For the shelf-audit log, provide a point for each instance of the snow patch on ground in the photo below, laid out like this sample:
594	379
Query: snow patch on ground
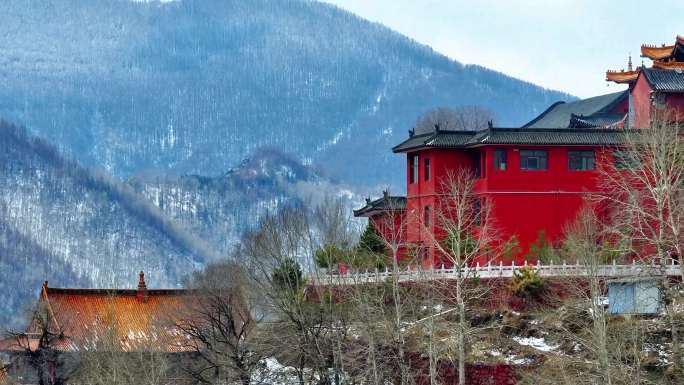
535	342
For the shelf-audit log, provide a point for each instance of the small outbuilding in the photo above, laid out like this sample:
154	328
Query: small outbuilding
634	296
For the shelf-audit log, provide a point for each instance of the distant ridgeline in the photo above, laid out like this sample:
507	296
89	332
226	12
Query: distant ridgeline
191	87
63	223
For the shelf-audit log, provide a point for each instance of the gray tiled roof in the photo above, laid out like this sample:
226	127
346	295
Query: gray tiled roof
522	136
386	203
596	120
665	80
560	113
435	139
573	136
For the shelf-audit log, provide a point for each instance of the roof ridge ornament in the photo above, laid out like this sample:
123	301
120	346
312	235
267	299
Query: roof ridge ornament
141	294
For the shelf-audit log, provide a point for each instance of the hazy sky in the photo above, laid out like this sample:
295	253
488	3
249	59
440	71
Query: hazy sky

* **Your objective**
Reproduce every item above word for word, leaving the picture out of your answer.

* **In response**
For the shelf-audit log, provide a point for each instance of the snow patch on ground in the photo below, laid out like this sample:
594	379
Query: snow patch on ground
535	342
For the shelf-audit log, provide a point for each instance of the small outbuilding in the photo above, laid out like this sample:
154	328
Query: small outbuilding
634	296
For the shelf-audit log, provide a point for each instance of the distant ridgeline in the photo above, laid out like this sample:
507	296
89	332
226	12
Query: distant ridgeline
191	87
63	223
For the shelf-audit log, provide a point for each instance of the gray tiled roof in the photo above, laid out like this sample:
226	127
346	295
Query: gray tiled roof
522	136
386	203
596	120
665	80
560	113
435	139
573	136
For the shelf-audit log, provide a point for each instance of the roof ridge ornament in the photo above, laid out like this sample:
123	301
120	346
312	235
267	299
Query: roof ridge ornament
141	294
For the shelf-audit log, provide a point for each instance of the hazy sky in the photo above, laid out like this sample:
295	253
488	3
249	59
440	71
Query: hazy sky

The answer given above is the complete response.